**Source text**
************
A video on YouTube depicting a ball girl at a minor league baseball game making an unbelievable catch is actually a shelved ad for Gatorade.

The ball girls superhuman leap was actually done by a stuntwoman who was helped into the air by cables. The accidental viral video has received more than 3.5 million hits on a variety of Web sites within the last month.

The ad was created by the Chicago- based ad agency, Element 79, which says on its Web site that Gatorade shelved the ad because it wanted to move the "brand in a different direction."

Element 79 explains the idea behind the ball girl video. "This piece was part of our final production for Gatorade: a carefully-staged campaign designed to break virally and build an audience with three remarkable ‘is that real?’ scenarios."

 Gatorade and Element 79 maintain they are not the ones who posted the video on YouTube and other sites.
************
**Data under study**

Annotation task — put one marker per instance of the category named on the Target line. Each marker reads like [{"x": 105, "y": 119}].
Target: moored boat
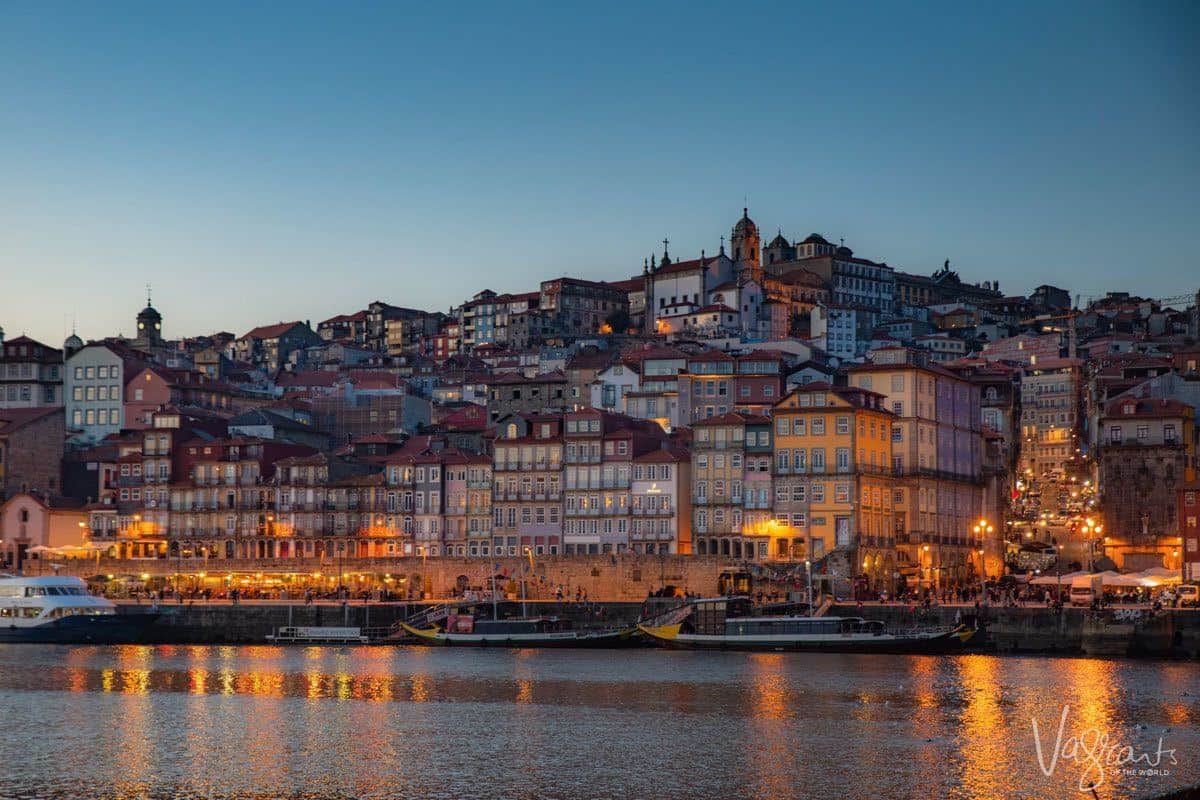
[
  {"x": 522, "y": 632},
  {"x": 60, "y": 611},
  {"x": 721, "y": 624}
]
************
**About this task**
In the ball girl video article, who performed the leap, and how?

**Exercise result**
A stuntwoman performed it, helped into the air by cables.